> **PROBLEM DESCRIPTION**:
When a line of the listing below has the string "white" in it, copy that line.

> **INPUT DATA**:
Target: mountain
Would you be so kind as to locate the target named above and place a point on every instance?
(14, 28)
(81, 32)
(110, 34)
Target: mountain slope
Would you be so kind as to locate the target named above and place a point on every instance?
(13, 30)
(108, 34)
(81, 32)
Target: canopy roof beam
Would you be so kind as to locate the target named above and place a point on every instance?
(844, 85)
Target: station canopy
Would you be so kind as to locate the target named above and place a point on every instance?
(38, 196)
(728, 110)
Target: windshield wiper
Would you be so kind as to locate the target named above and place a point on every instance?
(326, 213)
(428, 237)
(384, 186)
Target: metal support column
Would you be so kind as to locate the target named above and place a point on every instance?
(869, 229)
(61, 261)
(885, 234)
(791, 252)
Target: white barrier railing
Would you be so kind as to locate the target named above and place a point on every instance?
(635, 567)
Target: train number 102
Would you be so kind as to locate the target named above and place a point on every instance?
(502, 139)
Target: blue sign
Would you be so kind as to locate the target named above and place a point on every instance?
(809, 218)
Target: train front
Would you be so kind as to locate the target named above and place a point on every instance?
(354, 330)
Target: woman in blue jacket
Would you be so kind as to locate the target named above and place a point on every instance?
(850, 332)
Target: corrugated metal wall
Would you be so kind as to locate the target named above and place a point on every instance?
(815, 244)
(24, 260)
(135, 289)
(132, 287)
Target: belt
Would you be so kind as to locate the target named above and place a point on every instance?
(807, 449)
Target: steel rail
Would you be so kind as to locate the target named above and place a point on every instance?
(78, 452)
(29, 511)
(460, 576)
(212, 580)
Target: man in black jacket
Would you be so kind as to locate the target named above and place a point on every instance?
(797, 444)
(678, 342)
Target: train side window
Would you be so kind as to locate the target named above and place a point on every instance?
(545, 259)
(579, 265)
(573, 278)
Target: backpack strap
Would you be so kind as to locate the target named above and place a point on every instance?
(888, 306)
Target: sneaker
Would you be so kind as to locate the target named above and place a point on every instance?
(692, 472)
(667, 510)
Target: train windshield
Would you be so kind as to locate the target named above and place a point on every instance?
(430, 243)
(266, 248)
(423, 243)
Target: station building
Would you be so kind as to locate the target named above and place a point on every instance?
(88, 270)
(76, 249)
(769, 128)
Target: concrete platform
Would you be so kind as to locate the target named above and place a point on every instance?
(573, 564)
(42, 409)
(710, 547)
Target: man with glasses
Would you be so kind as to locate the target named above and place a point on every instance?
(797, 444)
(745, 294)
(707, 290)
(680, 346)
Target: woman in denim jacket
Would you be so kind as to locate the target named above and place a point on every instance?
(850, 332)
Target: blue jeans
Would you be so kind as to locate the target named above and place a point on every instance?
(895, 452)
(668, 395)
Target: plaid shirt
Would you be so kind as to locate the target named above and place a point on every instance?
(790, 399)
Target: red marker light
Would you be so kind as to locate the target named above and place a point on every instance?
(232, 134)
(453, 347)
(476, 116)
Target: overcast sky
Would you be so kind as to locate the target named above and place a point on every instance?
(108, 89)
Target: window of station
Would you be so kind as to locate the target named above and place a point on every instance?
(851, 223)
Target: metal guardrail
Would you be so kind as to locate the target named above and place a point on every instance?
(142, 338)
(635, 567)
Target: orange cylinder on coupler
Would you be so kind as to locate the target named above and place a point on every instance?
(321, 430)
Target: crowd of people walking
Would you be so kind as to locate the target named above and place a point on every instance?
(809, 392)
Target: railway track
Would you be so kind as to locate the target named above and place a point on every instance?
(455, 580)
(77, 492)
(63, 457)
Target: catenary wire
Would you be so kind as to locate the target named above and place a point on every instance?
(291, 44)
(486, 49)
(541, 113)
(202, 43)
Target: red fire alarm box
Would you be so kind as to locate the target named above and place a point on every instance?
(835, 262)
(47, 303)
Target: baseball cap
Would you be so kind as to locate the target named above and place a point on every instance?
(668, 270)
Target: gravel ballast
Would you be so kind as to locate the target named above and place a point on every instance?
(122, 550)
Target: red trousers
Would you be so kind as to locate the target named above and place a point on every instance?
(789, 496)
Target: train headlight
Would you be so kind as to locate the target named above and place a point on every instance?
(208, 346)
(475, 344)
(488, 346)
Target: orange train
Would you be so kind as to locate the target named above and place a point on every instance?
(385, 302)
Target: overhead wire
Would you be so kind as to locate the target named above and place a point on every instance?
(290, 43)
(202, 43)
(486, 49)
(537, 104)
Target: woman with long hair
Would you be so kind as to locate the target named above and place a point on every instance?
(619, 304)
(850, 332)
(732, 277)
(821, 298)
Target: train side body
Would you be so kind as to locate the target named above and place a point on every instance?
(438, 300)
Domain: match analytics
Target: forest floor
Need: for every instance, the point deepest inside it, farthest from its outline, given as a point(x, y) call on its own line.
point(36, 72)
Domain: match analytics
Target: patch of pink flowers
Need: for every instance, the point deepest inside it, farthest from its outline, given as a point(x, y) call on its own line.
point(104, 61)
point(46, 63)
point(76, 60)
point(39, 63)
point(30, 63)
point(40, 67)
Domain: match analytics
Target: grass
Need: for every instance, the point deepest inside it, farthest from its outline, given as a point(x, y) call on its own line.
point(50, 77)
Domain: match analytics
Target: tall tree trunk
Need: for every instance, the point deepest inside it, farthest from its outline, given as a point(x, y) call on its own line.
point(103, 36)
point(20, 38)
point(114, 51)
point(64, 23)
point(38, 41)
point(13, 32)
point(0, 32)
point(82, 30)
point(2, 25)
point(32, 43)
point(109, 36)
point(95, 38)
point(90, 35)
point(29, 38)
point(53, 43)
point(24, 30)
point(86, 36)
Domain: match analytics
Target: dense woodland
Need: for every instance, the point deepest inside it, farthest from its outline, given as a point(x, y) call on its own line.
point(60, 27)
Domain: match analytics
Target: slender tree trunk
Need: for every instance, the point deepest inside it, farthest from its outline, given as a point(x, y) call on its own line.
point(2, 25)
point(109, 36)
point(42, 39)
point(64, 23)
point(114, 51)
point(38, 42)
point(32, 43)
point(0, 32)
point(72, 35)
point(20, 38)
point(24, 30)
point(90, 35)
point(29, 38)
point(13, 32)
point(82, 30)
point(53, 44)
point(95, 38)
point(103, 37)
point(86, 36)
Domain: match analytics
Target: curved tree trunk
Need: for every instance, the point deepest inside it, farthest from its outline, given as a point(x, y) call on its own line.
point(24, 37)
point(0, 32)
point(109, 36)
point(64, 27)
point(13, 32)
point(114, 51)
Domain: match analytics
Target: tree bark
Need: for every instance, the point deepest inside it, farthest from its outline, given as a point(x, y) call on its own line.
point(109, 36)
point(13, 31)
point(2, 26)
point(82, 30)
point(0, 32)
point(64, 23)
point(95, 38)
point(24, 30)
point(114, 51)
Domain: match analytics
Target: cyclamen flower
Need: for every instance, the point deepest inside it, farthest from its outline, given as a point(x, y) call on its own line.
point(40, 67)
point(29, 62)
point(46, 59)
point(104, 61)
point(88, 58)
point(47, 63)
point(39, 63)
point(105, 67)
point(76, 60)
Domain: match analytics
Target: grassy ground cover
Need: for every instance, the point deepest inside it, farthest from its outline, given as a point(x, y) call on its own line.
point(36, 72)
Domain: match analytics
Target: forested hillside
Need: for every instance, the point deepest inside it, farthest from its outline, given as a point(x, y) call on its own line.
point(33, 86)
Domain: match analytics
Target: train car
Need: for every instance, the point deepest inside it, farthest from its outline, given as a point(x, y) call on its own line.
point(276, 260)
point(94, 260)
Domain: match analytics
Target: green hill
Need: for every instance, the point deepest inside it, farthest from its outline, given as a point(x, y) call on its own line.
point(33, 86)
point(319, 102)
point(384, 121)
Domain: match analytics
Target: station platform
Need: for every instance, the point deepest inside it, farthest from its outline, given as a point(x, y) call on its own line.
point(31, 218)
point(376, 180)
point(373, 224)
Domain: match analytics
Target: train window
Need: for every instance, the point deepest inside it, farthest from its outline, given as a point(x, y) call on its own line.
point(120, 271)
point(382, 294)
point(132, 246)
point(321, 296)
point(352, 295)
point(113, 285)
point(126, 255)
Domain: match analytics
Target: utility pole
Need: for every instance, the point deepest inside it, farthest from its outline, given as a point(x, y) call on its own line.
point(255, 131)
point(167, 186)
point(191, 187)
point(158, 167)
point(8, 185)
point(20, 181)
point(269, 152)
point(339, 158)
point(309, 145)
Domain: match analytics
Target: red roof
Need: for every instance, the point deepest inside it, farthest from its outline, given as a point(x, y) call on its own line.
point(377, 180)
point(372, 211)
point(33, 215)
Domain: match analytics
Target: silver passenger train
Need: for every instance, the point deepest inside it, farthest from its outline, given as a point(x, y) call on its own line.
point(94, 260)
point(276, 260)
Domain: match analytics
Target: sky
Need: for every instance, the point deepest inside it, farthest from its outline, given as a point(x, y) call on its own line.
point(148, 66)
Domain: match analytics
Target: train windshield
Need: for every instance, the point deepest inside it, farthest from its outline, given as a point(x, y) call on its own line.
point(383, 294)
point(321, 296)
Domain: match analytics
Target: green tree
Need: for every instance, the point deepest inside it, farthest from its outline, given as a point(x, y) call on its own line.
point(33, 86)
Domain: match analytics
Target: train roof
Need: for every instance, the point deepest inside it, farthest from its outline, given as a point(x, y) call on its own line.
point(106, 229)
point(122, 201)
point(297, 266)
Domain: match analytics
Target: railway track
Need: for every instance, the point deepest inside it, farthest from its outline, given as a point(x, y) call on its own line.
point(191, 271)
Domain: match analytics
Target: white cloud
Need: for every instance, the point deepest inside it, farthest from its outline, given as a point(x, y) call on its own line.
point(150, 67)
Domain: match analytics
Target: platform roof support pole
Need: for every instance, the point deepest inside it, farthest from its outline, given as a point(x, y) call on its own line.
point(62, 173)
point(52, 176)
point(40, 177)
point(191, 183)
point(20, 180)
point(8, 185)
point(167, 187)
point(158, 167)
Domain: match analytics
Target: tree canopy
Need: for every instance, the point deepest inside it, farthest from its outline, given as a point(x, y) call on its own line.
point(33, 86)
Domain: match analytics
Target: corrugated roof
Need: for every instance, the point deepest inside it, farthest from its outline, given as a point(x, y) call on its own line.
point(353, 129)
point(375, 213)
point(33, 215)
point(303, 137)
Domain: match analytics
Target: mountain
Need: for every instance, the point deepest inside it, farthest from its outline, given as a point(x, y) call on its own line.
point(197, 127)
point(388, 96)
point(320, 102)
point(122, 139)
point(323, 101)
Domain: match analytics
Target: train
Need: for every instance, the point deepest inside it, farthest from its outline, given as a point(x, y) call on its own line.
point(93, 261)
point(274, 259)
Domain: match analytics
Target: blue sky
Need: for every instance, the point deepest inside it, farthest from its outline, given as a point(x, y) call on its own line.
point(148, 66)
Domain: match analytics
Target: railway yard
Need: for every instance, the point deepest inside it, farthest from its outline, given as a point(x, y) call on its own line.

> **TASK RESPONSE**:
Target: white barrier railing
Target: white cloud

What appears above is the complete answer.